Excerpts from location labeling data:
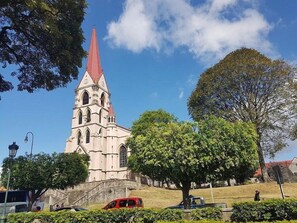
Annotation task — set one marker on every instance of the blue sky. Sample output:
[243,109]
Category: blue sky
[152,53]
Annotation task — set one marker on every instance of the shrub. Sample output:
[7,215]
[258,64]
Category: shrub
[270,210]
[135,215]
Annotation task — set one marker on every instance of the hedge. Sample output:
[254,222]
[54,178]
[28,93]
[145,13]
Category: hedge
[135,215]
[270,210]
---
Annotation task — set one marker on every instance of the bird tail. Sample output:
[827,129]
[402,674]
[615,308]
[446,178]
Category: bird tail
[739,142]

## Work to be completed
Please pick out every line in the material above that contains the word "task", and copy each one.

## Answer to the problem
Annotation task — set one marker on every instance of the blue sky. Sample output:
Annotation task — set one marker on every instance of the shrub. Sample output:
Annotation task — set one marker on every instance of the hedge. Sample output:
Annotation task — set one marker on every instance of the bird tail. Sample output:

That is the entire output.